### Exercise aim
Would you transcribe each of the entries exactly, with nothing added or dropped?

• • • • •

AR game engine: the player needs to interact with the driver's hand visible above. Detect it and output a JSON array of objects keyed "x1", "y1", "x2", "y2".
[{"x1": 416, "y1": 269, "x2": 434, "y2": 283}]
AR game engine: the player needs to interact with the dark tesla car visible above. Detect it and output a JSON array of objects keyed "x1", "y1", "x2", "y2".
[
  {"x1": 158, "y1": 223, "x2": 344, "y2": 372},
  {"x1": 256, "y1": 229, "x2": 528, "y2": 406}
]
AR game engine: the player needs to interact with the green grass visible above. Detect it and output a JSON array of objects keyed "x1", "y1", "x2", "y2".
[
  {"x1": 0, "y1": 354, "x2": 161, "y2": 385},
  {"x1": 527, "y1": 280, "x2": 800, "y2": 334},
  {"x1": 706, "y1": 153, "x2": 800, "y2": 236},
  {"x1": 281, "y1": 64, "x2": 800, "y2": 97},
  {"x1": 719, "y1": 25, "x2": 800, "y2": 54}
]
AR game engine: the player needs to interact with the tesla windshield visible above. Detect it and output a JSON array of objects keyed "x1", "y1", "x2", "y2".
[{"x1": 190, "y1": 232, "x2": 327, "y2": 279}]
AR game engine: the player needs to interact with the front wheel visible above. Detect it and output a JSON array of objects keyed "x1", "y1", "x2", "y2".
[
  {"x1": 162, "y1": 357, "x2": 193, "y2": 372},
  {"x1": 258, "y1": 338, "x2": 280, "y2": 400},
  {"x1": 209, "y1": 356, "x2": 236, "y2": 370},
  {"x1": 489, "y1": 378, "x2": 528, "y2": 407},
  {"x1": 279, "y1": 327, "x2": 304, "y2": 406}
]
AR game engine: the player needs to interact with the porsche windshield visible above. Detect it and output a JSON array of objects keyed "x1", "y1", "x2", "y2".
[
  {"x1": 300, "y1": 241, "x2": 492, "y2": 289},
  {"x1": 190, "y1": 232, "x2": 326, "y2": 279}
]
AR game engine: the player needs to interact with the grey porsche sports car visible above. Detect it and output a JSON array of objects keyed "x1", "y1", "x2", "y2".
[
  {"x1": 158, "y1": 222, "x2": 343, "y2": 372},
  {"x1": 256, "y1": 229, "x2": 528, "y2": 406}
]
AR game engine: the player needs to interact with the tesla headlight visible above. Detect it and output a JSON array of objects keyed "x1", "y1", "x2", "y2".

• • • • •

### Reply
AR game engine: the player needs to interact with the driver's hand visible above. Detect it and output a JSON array of objects keyed "x1", "y1", "x2", "y2".
[{"x1": 416, "y1": 269, "x2": 434, "y2": 283}]
AR game engine: the player needs to interact with the dark tesla car visible above. Detect it and output a JSON array of objects keyed "x1", "y1", "x2", "y2".
[
  {"x1": 158, "y1": 223, "x2": 344, "y2": 372},
  {"x1": 256, "y1": 229, "x2": 528, "y2": 406}
]
AR game engine: the player needs to interact with the green grass visible above. Detect it and output a JSON array of objects keyed "x1", "y1", "x2", "y2".
[
  {"x1": 0, "y1": 354, "x2": 161, "y2": 385},
  {"x1": 527, "y1": 280, "x2": 800, "y2": 334},
  {"x1": 706, "y1": 153, "x2": 800, "y2": 236},
  {"x1": 281, "y1": 64, "x2": 800, "y2": 97},
  {"x1": 719, "y1": 25, "x2": 800, "y2": 54}
]
AR game engine: the player needs to interact with the tesla windshield visible above. Detect it and output a JSON array of objects keyed "x1", "y1", "x2", "y2".
[{"x1": 190, "y1": 232, "x2": 327, "y2": 279}]
AR game engine: the player needs to interact with the front wheel visible above. Detect it and output a JSON array of objects keyed "x1", "y1", "x2", "y2".
[
  {"x1": 162, "y1": 357, "x2": 193, "y2": 372},
  {"x1": 258, "y1": 338, "x2": 280, "y2": 400},
  {"x1": 209, "y1": 356, "x2": 236, "y2": 370},
  {"x1": 489, "y1": 378, "x2": 528, "y2": 407},
  {"x1": 279, "y1": 327, "x2": 304, "y2": 406}
]
AR game engine: the player needs to interact with the porsche windshield visible above. Detect it and output a JSON array of objects keyed "x1", "y1", "x2", "y2".
[
  {"x1": 300, "y1": 241, "x2": 492, "y2": 289},
  {"x1": 190, "y1": 232, "x2": 326, "y2": 279}
]
AR game engine: the player needs to interact with the grey porsche sports car visible above. Detect it and output a JSON array of objects keyed "x1", "y1", "x2", "y2".
[
  {"x1": 158, "y1": 222, "x2": 343, "y2": 372},
  {"x1": 256, "y1": 229, "x2": 528, "y2": 406}
]
AR game engine: the player needs to interact with the tesla headlight visible above. Detect it and output a JSON array of objects keyed "x1", "y1", "x2", "y2".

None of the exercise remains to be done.